Textabschnitt:
----------------
Herne. Warum English for Runaways in Herne nicht gut ankommt, wie Münte geehrte wurde, wieso die Linke weiterhin alt aussieht - das „Politgeflüster“.
Warum es bei der Digitalisierung in Herne hakt, welche Ehre dem Erfinder der klaren Kante zuteil wurde, wieso die Linkspartei im Rat weiterhin alt aussieht - die wöchentliche Kolumne „Politgeflüster“.
Digital ist besser
Das Rathaus will bei der Digitalisierung der Stadt durchstarten. So hat sie zuletzt einen eigenen Fachbereich Digitalisierung ins Leben gerufen und will Wanne nun mit einem Stadtlabor sogar zum Zentrum der Digitalisierung machen. Dass es in Sachen Digitalisierung noch reichlich Nachholbedarf gibt, ist bekannt: So landete Herne bei einem Städte-Ranking zuletzt auf Platz 54 von 81. Nachholbedarf gibt es offensichtlich aber auch bei der Präsentation der Pläne. Als Pierre Golz, Leiter des neuen Fachbereichs Digitalisierung, der Politik nun das geplante Stadtlabor vorstellte, muckten im Digitalausschuss die Lautsprecher, Folge war unerträgliches, lautes und langanhaltendes Fiepen im Saal. Und in der Bezirksvertretung Wanne wurde er gebeten, die Ausführungen verständlicher zu machen. „Smart City-Lösungen“, „Think Tank“, „Co-Creation-Space“ oder „Smart People Zone“, dieses Begriffe verstehe doch kein Mensch, so ein Vorwurf. Die Politgeflüster-Redaktion prophezeit: Dass die Stadt im Digitalranking unter die ersten fünf kommt, in politischen Sitzungen eine funktionierende Lautsprecher-Anlage präsentiert und beim Thema Digitalisierung auf englische Worte verzichtet, ist so sicher wie der Bundesliga-Aufstieg von Westfalia Herne oder der Klassiker-Status von „Digital ist besser“, dem Debütalbum der Band Tocotronic.
Ehrung für Münte in Abwesenheit
Wenn jemand Franz Müntefering, dem Erfinder der klaren Kante („Opposition ist Mist“), mit einer „Smart People Zone“ kommen würde, würde der ehemalige SPD-Chef ihm wohl kurz und knapp „Sprich Deutsch!“ entgegnen. Dem Wahl-Herner ist in dieser Woche eine besondere Ehre zuteil geworden: Der 83-Jährige ist im Rahmen der Feierlichkeiten zum 160. Geburtstag der SPD mit dem August-Bebel-Preis ausgezeichnet worden. Den Preis musste allerdings seine Gattin Michelle Müntefering entgegennehmen, weil er sich laut SPD-Pressemitteilung in einer Reha von einer „schweren Operation“ erholten. Was sagen wir da alle? Gute Besserung!
----------------
Gezeigte Daten:
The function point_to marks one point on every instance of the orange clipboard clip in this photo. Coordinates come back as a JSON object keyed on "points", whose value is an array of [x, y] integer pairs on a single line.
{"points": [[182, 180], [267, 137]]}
----------------
Aufgabenbeschreibung: Welche Begriffe wurden laut der Kolumne in der Bezirksvertretung Wanne als unverständlich bemängelt? Führe sie vollständig auf.

Erledigte Aufgabe:
- „Smart City-Lösungen“
- „Think Tank“
- „Co-Creation-Space“
- „Smart People Zone“